* Exercise goal: Could you put the rows, from the start of the rows through the line with "(1010, 472)", into a two-column CSV with the header row_text,answer, one line per row, each value in a single quoted field and any line breaks turned into spaces?

* Source material:

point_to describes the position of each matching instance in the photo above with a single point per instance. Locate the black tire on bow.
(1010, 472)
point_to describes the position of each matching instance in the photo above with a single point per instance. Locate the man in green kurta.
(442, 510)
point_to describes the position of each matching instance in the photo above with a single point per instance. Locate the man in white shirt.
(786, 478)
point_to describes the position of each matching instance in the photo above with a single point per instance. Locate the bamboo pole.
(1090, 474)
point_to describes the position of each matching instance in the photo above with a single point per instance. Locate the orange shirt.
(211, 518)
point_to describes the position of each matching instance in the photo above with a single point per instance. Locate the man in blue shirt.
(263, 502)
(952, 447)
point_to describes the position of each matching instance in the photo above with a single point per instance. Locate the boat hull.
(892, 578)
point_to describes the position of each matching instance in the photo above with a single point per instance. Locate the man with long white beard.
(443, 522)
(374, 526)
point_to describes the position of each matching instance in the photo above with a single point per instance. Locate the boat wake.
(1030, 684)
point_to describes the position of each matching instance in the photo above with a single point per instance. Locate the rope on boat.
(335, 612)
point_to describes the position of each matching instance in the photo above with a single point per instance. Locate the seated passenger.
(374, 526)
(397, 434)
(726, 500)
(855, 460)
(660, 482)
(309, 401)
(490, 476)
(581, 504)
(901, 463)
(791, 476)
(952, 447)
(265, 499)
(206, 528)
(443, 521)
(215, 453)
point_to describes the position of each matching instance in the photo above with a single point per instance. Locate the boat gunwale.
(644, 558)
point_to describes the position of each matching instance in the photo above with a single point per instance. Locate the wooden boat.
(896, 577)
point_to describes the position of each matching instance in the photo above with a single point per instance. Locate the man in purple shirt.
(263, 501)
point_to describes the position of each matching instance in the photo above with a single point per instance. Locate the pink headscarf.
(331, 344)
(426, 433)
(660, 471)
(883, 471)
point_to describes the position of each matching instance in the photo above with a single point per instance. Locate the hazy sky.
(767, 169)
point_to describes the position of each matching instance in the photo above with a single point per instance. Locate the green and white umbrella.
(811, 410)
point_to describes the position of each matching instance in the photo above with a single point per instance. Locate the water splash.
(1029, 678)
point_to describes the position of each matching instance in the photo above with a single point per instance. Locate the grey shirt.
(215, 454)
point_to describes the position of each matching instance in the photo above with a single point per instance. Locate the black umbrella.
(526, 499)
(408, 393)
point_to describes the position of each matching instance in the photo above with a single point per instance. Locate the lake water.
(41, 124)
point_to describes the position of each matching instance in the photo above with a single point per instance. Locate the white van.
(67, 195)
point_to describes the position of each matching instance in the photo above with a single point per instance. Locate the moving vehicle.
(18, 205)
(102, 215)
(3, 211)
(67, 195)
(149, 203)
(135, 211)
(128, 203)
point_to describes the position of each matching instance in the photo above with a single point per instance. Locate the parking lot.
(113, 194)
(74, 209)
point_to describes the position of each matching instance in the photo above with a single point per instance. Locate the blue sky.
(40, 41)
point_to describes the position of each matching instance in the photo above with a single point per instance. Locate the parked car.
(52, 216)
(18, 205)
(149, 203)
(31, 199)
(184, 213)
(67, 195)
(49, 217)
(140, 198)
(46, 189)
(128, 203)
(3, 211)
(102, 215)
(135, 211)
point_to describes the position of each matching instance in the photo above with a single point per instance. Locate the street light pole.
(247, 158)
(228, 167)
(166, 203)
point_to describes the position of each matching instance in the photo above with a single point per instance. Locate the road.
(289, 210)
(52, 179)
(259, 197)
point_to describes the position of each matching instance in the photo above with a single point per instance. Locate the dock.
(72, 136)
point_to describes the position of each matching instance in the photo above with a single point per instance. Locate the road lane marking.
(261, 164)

* Response:
row_text,answer
"point_to describes the position of each matching instance in the photo above with a single point per instance. Locate the black tire on bow.","(1010, 472)"